— Task statement —
Find and copy each line of the data that includes "race".

(Point-per-instance localization data)
◆ ◆ ◆ ◆ ◆

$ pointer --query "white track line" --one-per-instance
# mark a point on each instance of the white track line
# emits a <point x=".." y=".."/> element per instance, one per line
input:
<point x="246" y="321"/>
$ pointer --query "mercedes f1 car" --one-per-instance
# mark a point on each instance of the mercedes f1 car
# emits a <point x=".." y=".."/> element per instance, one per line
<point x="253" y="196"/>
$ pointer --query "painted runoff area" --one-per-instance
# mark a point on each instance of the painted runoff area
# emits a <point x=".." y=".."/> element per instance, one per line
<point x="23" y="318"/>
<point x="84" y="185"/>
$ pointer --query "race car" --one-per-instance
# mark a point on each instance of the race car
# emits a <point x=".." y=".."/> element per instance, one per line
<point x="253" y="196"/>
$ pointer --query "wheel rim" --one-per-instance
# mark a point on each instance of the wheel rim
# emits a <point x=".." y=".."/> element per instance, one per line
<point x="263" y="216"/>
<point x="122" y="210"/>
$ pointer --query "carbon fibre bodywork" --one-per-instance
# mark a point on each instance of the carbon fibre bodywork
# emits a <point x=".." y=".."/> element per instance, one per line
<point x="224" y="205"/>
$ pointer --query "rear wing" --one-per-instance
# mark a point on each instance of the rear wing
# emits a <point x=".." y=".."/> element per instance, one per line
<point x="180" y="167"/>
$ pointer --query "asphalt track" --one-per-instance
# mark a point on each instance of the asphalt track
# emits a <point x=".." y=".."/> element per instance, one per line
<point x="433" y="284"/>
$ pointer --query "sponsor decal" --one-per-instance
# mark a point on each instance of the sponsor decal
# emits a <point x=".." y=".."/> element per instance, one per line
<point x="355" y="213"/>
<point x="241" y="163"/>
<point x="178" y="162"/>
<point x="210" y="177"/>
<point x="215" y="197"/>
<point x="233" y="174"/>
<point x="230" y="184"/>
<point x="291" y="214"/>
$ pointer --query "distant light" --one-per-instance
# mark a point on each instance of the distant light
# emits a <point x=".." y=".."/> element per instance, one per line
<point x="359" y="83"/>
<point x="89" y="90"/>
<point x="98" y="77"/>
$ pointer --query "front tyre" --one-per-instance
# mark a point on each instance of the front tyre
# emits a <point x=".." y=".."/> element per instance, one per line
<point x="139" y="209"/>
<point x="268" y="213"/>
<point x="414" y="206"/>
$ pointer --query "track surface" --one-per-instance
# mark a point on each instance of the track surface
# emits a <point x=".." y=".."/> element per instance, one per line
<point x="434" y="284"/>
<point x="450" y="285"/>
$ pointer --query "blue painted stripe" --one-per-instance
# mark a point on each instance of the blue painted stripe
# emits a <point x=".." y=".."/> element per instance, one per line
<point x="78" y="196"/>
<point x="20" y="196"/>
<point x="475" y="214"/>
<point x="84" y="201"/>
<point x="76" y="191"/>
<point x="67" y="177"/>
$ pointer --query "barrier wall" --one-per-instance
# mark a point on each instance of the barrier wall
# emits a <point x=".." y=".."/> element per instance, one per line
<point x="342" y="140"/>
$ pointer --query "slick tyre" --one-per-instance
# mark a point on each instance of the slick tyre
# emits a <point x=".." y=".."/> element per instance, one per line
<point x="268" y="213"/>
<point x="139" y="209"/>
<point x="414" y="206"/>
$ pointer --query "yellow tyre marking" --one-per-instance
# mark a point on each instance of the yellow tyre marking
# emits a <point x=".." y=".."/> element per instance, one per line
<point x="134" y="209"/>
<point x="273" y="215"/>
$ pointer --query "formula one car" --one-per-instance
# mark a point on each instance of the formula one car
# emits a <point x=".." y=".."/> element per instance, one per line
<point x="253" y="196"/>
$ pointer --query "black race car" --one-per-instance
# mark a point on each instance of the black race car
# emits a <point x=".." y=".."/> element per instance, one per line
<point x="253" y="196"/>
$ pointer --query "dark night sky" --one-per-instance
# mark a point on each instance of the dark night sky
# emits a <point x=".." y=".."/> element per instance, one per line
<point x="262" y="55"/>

◆ ◆ ◆ ◆ ◆

— Final answer —
$ pointer --query "race car" --one-per-instance
# mark a point on each instance of the race car
$ pointer --query "black race car" --one-per-instance
# mark a point on each instance of the black race car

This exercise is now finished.